Your goal:
Your task is to output all the records below, word for word.
*** Opening Dataset extract ***
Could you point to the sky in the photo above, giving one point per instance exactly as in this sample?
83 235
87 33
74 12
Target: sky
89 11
*** Closing Dataset extract ***
Answer for the task:
Could you point to the sky in the photo above, giving one point per instance exactly as in this sample?
83 235
87 33
74 12
Target: sky
89 11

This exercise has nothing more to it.